__DIRECTIVES__.
1 – Could you transcribe the stretch of the 1947 Gator Bowl article from "The 1947 Gator" through "for either team."?
2 – Can you continue the 1947 Gator Bowl article past its final sentence?

__DOCUMENT SEGMENT__.
- - -

- Date: January 1, 1947
- Season: 1946
- Stadium: Fairfield Stadium
- Location: Jacksonville, Florida
- MVP: HB Joe Golding
- Referee: Dave Kaufman (Southern; split crew: Southern, Big Six)
- Attendance: 10,034

= 1947 Gator Bowl =

American college football game

The 1947 Gator Bowl was a college football postseason bowl game between the Oklahoma Sooners and the NC State Wolfpack.

==Background==
Oklahoma was co-champion of the Big Six Conference in Tatum's first season. It was their first since 1944. The Wolfpack finished 3rd in the Southern Conference, with a 6–1 record. This was NC State's first bowl game appearance and Oklahoma's second. This was the first Gator Bowl for either team.

==Game summary==
In the first two minutes, the Sooners took the lead on an Eddie Eavis touchdown run. Howard Turner threw a 58-yard pass to Al Phillips to tie the score at 7 in the second period. But the Sooners went on a 20-point rampage from three rushing touchdowns (one each from Davis, Dave Wallace and Joe Golding) in the quarter to take a 27–7 lead at halftime. The Wolfpack narrowed the lead in the fourth with a 67-yard march that ended with an eight-yard touchdown run by Les Palmer to make it 27–13. Charlie Sarratt threw a touchdown pass to make it 34–13. Golding went for 91 yards on 12 rushes. This was the Sooners' first bowl win.

- - -

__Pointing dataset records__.
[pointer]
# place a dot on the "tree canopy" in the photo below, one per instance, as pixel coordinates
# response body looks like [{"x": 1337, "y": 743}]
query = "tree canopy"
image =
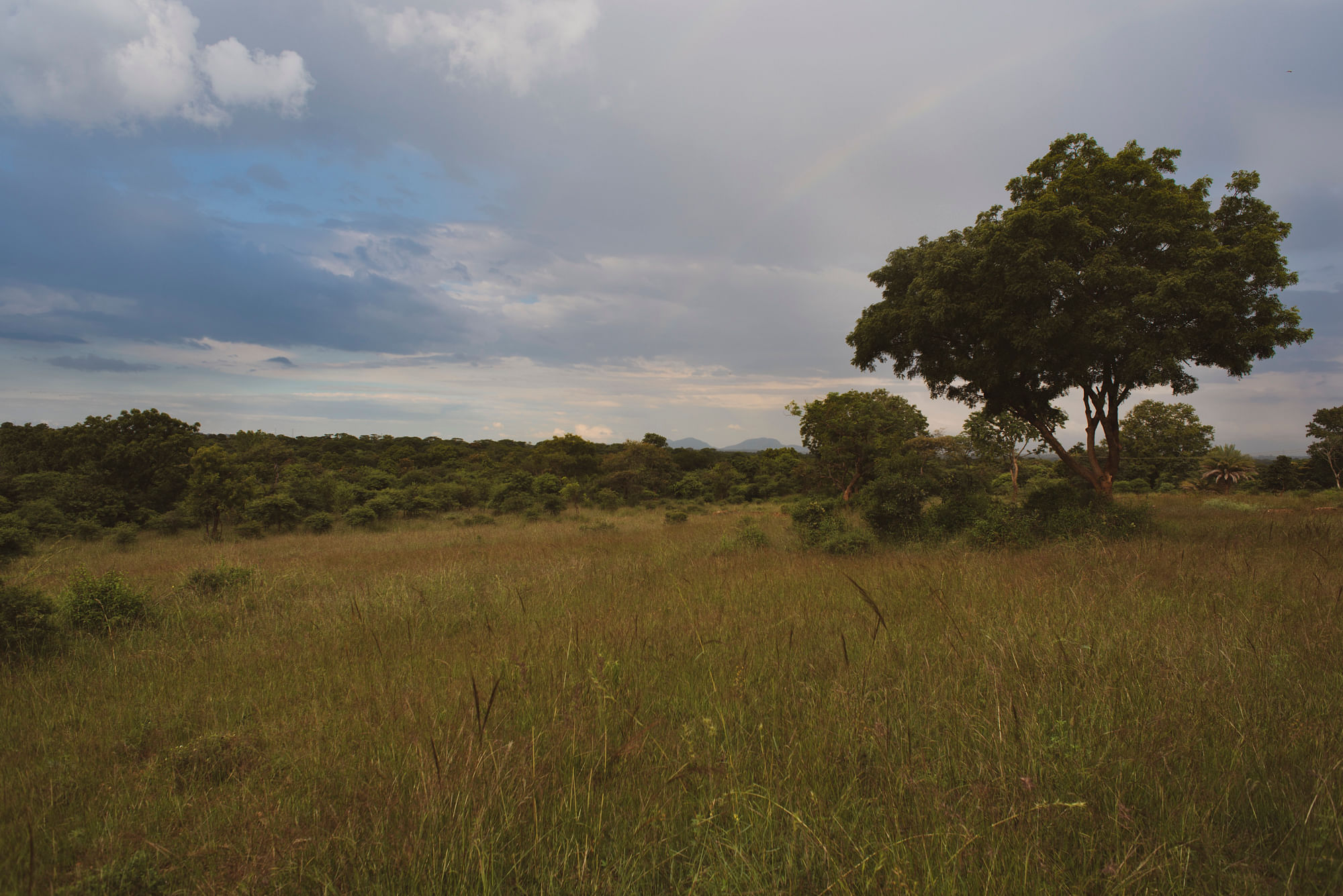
[
  {"x": 848, "y": 432},
  {"x": 1106, "y": 275},
  {"x": 1164, "y": 442},
  {"x": 1328, "y": 427}
]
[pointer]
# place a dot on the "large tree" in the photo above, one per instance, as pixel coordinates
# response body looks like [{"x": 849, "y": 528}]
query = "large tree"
[
  {"x": 848, "y": 432},
  {"x": 1105, "y": 275},
  {"x": 1328, "y": 427}
]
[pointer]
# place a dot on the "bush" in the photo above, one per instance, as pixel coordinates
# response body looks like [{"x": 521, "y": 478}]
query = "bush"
[
  {"x": 1005, "y": 526},
  {"x": 88, "y": 530},
  {"x": 209, "y": 583},
  {"x": 479, "y": 519},
  {"x": 320, "y": 522},
  {"x": 361, "y": 517},
  {"x": 15, "y": 538},
  {"x": 958, "y": 513},
  {"x": 851, "y": 541},
  {"x": 250, "y": 530},
  {"x": 101, "y": 604},
  {"x": 892, "y": 506},
  {"x": 134, "y": 877},
  {"x": 126, "y": 534},
  {"x": 26, "y": 621},
  {"x": 170, "y": 524}
]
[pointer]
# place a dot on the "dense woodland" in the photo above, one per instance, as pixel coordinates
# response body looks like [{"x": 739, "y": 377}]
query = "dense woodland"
[{"x": 144, "y": 468}]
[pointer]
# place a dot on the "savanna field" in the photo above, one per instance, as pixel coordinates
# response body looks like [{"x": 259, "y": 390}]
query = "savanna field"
[{"x": 608, "y": 703}]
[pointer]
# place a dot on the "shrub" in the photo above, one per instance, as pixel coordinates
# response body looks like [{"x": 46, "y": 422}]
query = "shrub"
[
  {"x": 134, "y": 877},
  {"x": 816, "y": 521},
  {"x": 479, "y": 519},
  {"x": 170, "y": 524},
  {"x": 277, "y": 511},
  {"x": 224, "y": 577},
  {"x": 26, "y": 621},
  {"x": 361, "y": 517},
  {"x": 1005, "y": 526},
  {"x": 1227, "y": 503},
  {"x": 88, "y": 530},
  {"x": 126, "y": 534},
  {"x": 849, "y": 541},
  {"x": 17, "y": 538},
  {"x": 320, "y": 522},
  {"x": 104, "y": 603},
  {"x": 892, "y": 506},
  {"x": 250, "y": 530}
]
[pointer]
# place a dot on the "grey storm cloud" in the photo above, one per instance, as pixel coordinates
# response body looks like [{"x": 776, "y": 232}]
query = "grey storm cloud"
[
  {"x": 704, "y": 183},
  {"x": 187, "y": 277},
  {"x": 95, "y": 364}
]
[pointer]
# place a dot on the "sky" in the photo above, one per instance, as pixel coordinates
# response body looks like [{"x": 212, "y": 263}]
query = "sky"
[{"x": 520, "y": 217}]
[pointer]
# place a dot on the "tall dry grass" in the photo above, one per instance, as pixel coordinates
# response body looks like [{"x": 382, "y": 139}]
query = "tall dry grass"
[{"x": 547, "y": 709}]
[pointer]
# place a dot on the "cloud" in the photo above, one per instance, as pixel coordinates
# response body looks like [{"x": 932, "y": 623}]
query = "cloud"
[
  {"x": 268, "y": 175},
  {"x": 120, "y": 62},
  {"x": 516, "y": 43},
  {"x": 96, "y": 364}
]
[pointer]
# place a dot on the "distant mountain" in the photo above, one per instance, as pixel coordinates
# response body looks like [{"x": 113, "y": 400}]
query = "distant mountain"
[
  {"x": 688, "y": 443},
  {"x": 759, "y": 444}
]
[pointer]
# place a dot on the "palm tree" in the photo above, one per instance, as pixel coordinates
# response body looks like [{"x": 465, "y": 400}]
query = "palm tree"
[{"x": 1227, "y": 466}]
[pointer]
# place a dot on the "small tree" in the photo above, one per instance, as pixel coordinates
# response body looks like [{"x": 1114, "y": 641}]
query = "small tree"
[
  {"x": 1005, "y": 439},
  {"x": 1105, "y": 277},
  {"x": 1164, "y": 442},
  {"x": 848, "y": 432},
  {"x": 1225, "y": 466},
  {"x": 1328, "y": 427}
]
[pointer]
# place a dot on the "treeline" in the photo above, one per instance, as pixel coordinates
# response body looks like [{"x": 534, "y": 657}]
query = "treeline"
[{"x": 144, "y": 468}]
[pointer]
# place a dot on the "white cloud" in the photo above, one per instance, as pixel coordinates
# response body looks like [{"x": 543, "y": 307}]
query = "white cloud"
[
  {"x": 119, "y": 62},
  {"x": 518, "y": 43}
]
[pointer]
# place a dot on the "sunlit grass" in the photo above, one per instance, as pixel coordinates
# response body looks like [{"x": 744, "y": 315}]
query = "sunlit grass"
[{"x": 1157, "y": 715}]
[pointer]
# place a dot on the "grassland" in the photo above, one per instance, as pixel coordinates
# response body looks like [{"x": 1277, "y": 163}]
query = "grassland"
[{"x": 561, "y": 709}]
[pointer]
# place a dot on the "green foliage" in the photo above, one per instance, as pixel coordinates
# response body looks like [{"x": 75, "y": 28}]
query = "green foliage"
[
  {"x": 132, "y": 877},
  {"x": 26, "y": 620},
  {"x": 958, "y": 511},
  {"x": 17, "y": 540},
  {"x": 479, "y": 519},
  {"x": 217, "y": 580},
  {"x": 849, "y": 541},
  {"x": 277, "y": 511},
  {"x": 892, "y": 506},
  {"x": 1164, "y": 442},
  {"x": 88, "y": 530},
  {"x": 124, "y": 534},
  {"x": 1106, "y": 275},
  {"x": 104, "y": 603},
  {"x": 847, "y": 434},
  {"x": 1225, "y": 466},
  {"x": 1328, "y": 427},
  {"x": 361, "y": 517},
  {"x": 320, "y": 522}
]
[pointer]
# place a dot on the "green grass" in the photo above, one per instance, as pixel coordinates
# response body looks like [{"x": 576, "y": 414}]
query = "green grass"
[{"x": 557, "y": 709}]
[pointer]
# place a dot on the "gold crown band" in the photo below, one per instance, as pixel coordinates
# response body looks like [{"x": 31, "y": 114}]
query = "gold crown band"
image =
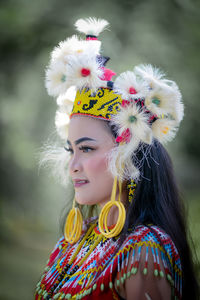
[{"x": 101, "y": 104}]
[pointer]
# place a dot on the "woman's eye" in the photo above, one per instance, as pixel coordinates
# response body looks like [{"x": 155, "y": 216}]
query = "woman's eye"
[
  {"x": 86, "y": 149},
  {"x": 68, "y": 150}
]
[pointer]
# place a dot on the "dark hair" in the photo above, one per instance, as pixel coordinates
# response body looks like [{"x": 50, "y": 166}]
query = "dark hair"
[{"x": 157, "y": 201}]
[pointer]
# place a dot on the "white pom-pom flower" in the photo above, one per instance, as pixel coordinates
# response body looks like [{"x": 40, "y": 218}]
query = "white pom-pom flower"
[
  {"x": 84, "y": 71},
  {"x": 164, "y": 130},
  {"x": 133, "y": 118},
  {"x": 150, "y": 74},
  {"x": 120, "y": 162},
  {"x": 74, "y": 46},
  {"x": 56, "y": 79},
  {"x": 133, "y": 128},
  {"x": 91, "y": 26},
  {"x": 130, "y": 86},
  {"x": 67, "y": 99},
  {"x": 165, "y": 100}
]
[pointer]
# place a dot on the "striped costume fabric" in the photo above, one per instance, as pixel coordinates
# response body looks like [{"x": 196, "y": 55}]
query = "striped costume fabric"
[{"x": 108, "y": 266}]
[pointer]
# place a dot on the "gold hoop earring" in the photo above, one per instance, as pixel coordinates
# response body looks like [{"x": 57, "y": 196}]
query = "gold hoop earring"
[
  {"x": 73, "y": 225},
  {"x": 103, "y": 227}
]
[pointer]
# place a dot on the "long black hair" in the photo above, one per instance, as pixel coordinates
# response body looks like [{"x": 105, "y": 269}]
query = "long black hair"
[{"x": 157, "y": 201}]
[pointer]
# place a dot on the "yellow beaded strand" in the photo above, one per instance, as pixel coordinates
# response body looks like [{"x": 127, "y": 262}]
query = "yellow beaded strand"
[
  {"x": 103, "y": 227},
  {"x": 73, "y": 225}
]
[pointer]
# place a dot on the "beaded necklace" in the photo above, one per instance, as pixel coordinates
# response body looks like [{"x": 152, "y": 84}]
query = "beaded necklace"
[{"x": 66, "y": 269}]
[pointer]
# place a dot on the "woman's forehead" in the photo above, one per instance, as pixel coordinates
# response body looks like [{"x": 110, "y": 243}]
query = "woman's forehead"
[{"x": 84, "y": 126}]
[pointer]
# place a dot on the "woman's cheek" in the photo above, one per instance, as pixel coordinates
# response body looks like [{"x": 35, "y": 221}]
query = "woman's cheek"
[{"x": 96, "y": 164}]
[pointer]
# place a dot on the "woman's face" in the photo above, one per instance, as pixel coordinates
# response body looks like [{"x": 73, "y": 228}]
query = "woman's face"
[{"x": 89, "y": 141}]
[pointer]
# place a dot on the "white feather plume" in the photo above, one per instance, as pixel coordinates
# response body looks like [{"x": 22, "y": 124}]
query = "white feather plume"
[
  {"x": 66, "y": 101},
  {"x": 55, "y": 80},
  {"x": 62, "y": 121},
  {"x": 149, "y": 73},
  {"x": 91, "y": 26},
  {"x": 74, "y": 46},
  {"x": 128, "y": 80},
  {"x": 75, "y": 77},
  {"x": 56, "y": 159}
]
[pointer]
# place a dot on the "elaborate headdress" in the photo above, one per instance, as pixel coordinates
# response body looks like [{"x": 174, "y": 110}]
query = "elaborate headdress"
[{"x": 141, "y": 104}]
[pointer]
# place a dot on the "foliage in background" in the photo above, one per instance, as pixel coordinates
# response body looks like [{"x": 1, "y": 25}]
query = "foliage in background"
[{"x": 165, "y": 33}]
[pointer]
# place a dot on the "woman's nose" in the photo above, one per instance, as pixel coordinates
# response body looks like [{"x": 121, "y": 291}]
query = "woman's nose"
[{"x": 75, "y": 164}]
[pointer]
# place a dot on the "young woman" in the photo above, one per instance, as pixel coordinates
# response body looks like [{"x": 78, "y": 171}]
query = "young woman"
[{"x": 136, "y": 248}]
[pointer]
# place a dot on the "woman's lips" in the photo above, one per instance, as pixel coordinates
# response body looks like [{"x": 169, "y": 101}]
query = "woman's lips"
[{"x": 78, "y": 183}]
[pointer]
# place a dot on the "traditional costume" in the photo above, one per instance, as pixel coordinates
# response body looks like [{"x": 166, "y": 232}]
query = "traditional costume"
[{"x": 90, "y": 261}]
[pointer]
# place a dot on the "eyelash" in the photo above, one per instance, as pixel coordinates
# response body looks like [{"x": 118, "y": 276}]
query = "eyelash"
[{"x": 80, "y": 148}]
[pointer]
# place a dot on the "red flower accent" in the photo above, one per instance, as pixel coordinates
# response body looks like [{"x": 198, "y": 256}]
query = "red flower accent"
[
  {"x": 91, "y": 38},
  {"x": 85, "y": 72},
  {"x": 107, "y": 74},
  {"x": 132, "y": 90},
  {"x": 125, "y": 103},
  {"x": 124, "y": 137}
]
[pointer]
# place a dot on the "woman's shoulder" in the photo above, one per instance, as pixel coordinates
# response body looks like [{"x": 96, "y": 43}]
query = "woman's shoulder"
[
  {"x": 150, "y": 245},
  {"x": 150, "y": 235}
]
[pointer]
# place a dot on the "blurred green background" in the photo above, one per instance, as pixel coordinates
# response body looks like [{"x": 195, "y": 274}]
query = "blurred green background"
[{"x": 163, "y": 33}]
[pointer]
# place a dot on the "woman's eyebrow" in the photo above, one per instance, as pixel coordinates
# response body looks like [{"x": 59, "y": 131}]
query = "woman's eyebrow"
[{"x": 83, "y": 139}]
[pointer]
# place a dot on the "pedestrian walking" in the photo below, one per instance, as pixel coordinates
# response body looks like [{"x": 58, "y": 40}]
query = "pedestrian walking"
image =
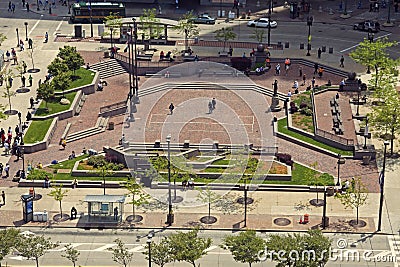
[
  {"x": 30, "y": 79},
  {"x": 342, "y": 62},
  {"x": 171, "y": 109},
  {"x": 7, "y": 170}
]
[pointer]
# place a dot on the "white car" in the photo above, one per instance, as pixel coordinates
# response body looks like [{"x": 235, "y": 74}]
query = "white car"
[{"x": 262, "y": 23}]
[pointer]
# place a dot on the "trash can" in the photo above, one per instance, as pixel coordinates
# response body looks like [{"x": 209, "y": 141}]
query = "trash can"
[{"x": 78, "y": 30}]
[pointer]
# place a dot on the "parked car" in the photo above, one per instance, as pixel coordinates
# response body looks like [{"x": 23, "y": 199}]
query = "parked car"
[
  {"x": 262, "y": 23},
  {"x": 203, "y": 19},
  {"x": 367, "y": 25}
]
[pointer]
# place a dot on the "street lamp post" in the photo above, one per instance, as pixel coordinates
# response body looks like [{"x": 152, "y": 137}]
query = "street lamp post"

- - -

__ANSWERS FOR THE TASKS__.
1 –
The 1947 Gator Bowl was a college football postseason bowl game between the Oklahoma Sooners and the NC State Wolfpack.

==Background==
Oklahoma was co-champion of the Big Six Conference in Tatum's first season. It was their first since 1944. The Wolfpack finished 3rd in the Southern Conference, with a 6–1 record. This was NC State's first bowl game appearance and Oklahoma's second. This was the first Gator Bowl for either team.

2 –
==Aftermath==
Tatum left for Maryland after this game, but the Sooners went to 8 bowl games in 17 season, won 14 Big Six Conference titles, and 3 national championships under their next head coach, Bud Wilkinson. The Wolfpack would not reach another bowl game until 1963. Oklahoma would make two more appearances in the Gator Bowl while NC State made two more appearances, winning their first in 2003.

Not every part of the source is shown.